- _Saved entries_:
--*--
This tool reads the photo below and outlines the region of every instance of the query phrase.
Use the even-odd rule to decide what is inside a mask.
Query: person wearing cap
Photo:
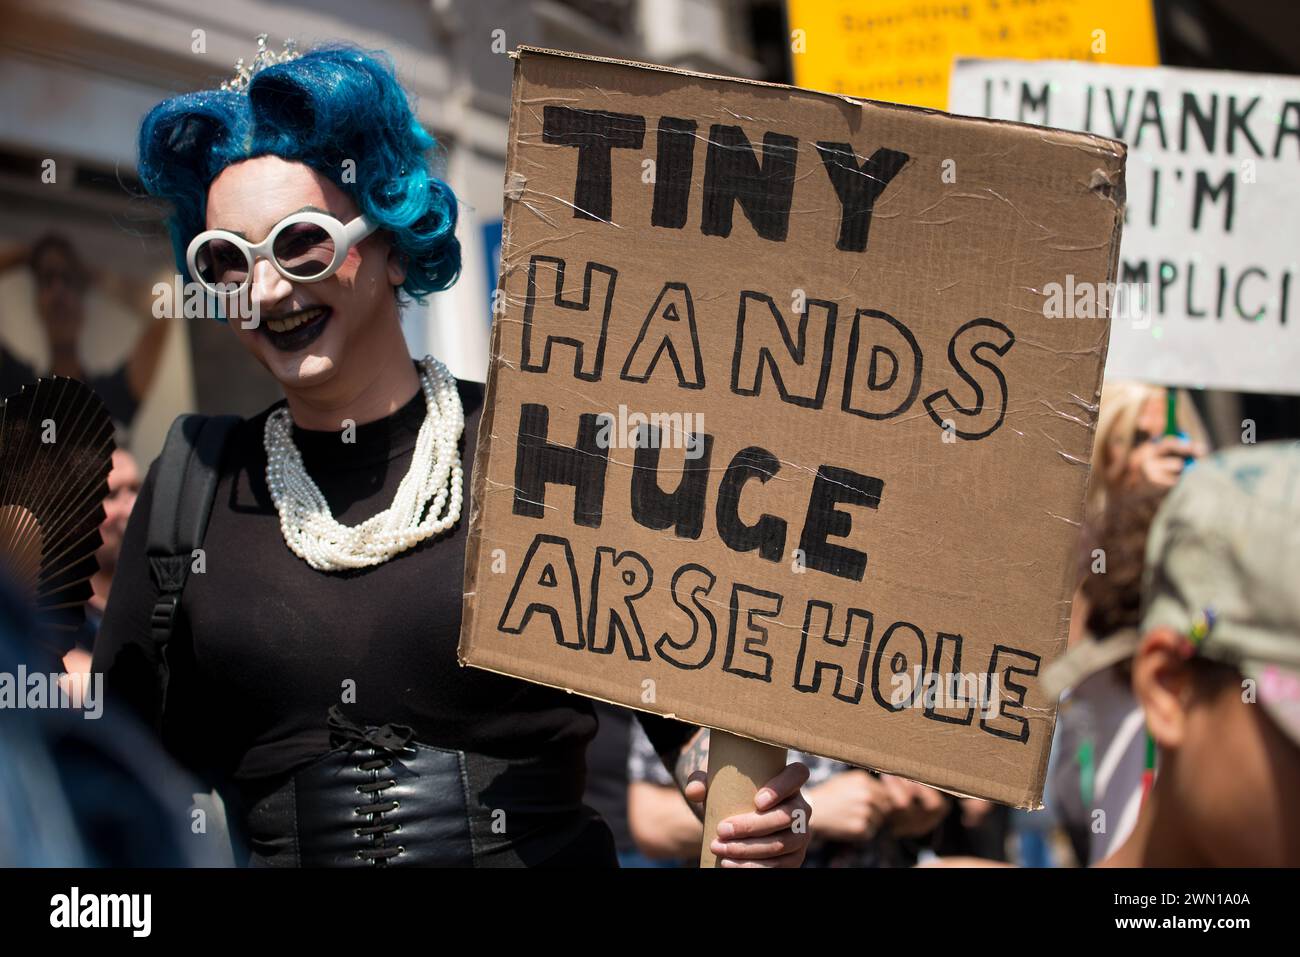
[[[1132,662],[1158,760],[1112,867],[1300,865],[1300,443],[1203,460],[1152,525]]]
--*--
- _WHAT THIS TASK INVOLVES_: Copy all entries exactly; skip pictures.

- _PROBLEM SOLUTION_:
This tool reads the photo below and outlines the region of every instance of the query phrase.
Use the even-odd rule to decide what is inside a mask.
Query: person wearing cap
Photo:
[[[1132,662],[1158,760],[1112,867],[1300,865],[1300,443],[1203,460],[1152,525]]]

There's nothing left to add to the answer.